Petikan Dokumen.
↓↓↓

Oleh: Crafty
Rini Putri, Penulis Buku Be an Active And
Productive Muslimah
Perempuan
adalah ujung tonggak peradaban. Sebab keberlangsungan generasi tergantung pada
perempuan. Perempuan memiliki daya tarik yang menyita perhatian kaum feminis
yang senantiasa menyerukan kesetaraan dan keadilan gender. Mereka menciptakan
berbagai gerakan demi mencapai tujuannya. Kita mengenal Gerwani (Gerakan Wanita
indonesia), juga LSM yang difasilitasi oleh pemerintah seperti Dharma Wanita
dan PKK. Semua itu sengaja dilahirkan untuk mendukung kebijakan pemerintah.
Gerakan feminis sejatinya mempromosikan demokrasi dan ide-ide sekuler yang
menghasilkan kebebasan yang kebablasan.
Buktinya, RUU
Keadilan dan Kesetaraan Gender (KKG) diperjuangkan habis-habisan oleh mereka.
Dengan anggapan pencapaian hak-hak perempuan, kaum feminis memandang RUU KKG
sebagai payung hukum yang akan menjembatani kesetaraan dan keadilan gender.
Salah satunya akan terbuka Iebar kesempatan bagi perempuan untuk masuk ke dunia
politik praktis dan meraih kekuasaan. Jika perempuan tampil sebagai pembuat
kebijakan untuk publik (policy maker),
tentu akan mudah bagi kaum feminis mengencangkan ide kesetaraan gender.
Sejatinya
campur tangan perempuan dalam kekuasaan politik sekuler ini salah satu
indikator pemberdayaan perempuan dalam tujuan pembangunan milenium (MDGs). Jadi
ini adalah sebuah makar. Makar yang alih-alih membangkitkan perempuan, justru
menjerumuskan perempuan pada kesesatan. Sebab di dalam Islam, perempuan dan
laki-laki sama kedudukannya di hadapan Allah SWT, yang membedakan keduanya
adalah ketakwaannya.
Namun
perempuan dengan peran dan kedudukannya berbeda dengan laki-laki. Sebagai
contoh, perempuan memiliki kedudukan sebagai ibu dan pengatur rumah (ummu wa rabbatul bait). Perempuan mengandung,
melahirkan, dan menyusui, sedangkan laki-laki tidak. Laki-laki digariskan
sebagai penopang nafkah keluarga, perempuan tidak wajib. Laki-laki yang
dibolehkan menjadi penguasa, sedangkan perempuan tidak. Jadi, peran dan
kedudukan perempuan dan laki-laki berbeda, tidak dapat disetarakan di dalam
semua sisi.
Selain itu,
kaum feminis juga membuat hari khusus untuk perempuan. Baik Hari Ibu (22
Desember) maupun Hari Perempuan internasional (8 Maret) bukan hanya sekadar
seremonial perayaan belaka. Tahun ini (2015) adalah 100 tahun Hari Perempuan
Internasional (HPI). Tema yang diangkat oleh perempuan di seluruh penjuru
negeri dalam HPI ini tentang akses pendidikan yang menekankan bahwa kesetaraan
gender dan pemberdayaan perempuan adalah dasar bagi misi global dalam mencapai
persamaan hak dan martabat bagi semua.

↑↑↑

Petikan Kumpulan Data.
↓↓↓

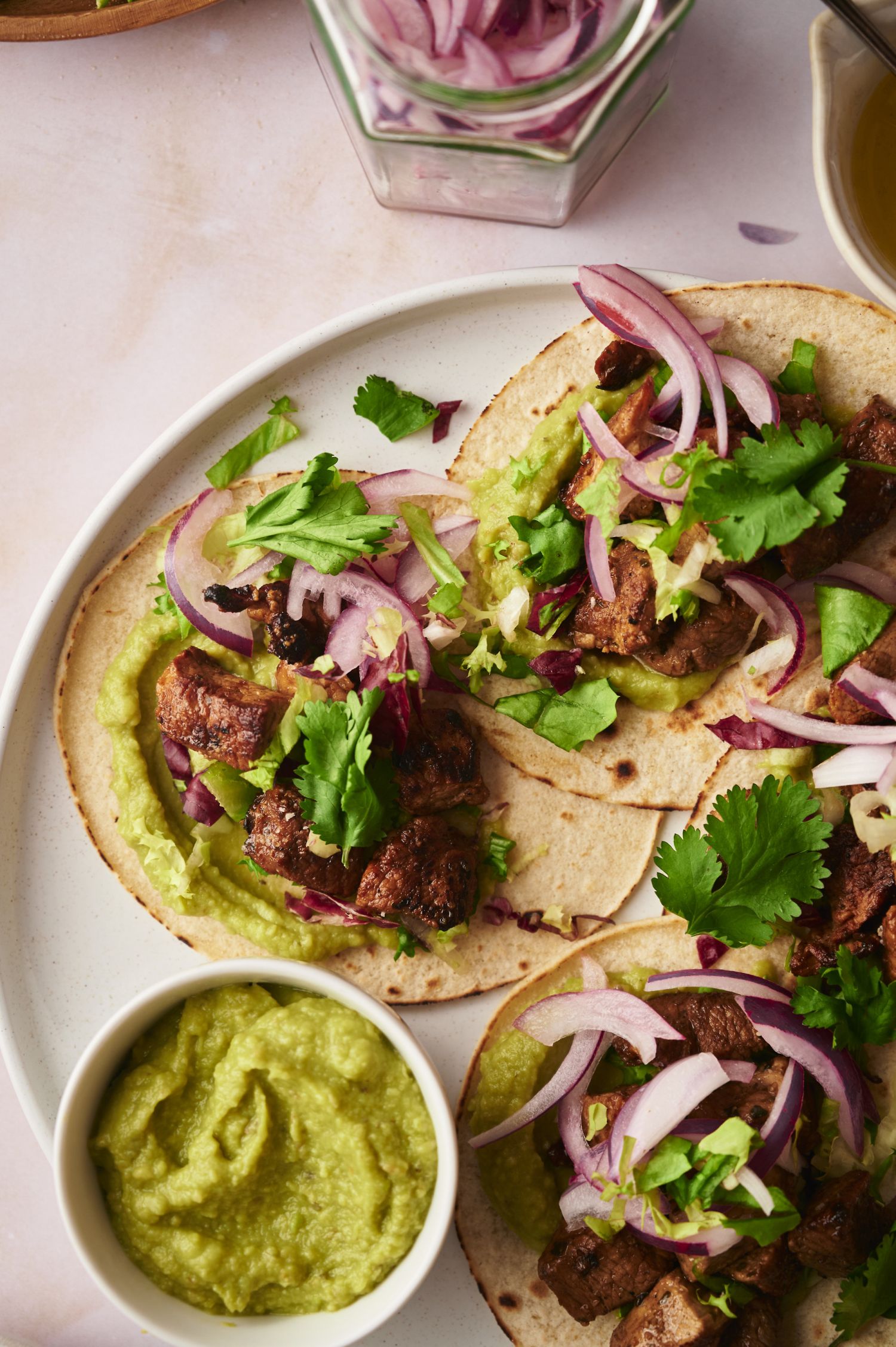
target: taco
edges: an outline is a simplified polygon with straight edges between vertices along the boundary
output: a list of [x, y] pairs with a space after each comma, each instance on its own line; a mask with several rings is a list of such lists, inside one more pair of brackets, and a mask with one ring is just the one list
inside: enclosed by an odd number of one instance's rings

↑↑↑

Tugas. Kutip tanpa perubahan bagian artikel tentang perempuan dan gerakan feminis yang dibuka dengan kata-kata yang memuat "Gerakan feminis sejatinya" dan ditutup dengan "ide kesetaraan gender.". Materi ini berasal dari sumber lain.

Hasil Tugas.
Gerakan feminis sejatinya mempromosikan demokrasi dan ide-ide sekuler yang
menghasilkan kebebasan yang kebablasan.
Buktinya, RUU
Keadilan dan Kesetaraan Gender (KKG) diperjuangkan habis-habisan oleh mereka.
Dengan anggapan pencapaian hak-hak perempuan, kaum feminis memandang RUU KKG
sebagai payung hukum yang akan menjembatani kesetaraan dan keadilan gender.
Salah satunya akan terbuka Iebar kesempatan bagi perempuan untuk masuk ke dunia
politik praktis dan meraih kekuasaan. Jika perempuan tampil sebagai pembuat
kebijakan untuk publik (policy maker),
tentu akan mudah bagi kaum feminis mengencangkan ide kesetaraan gender.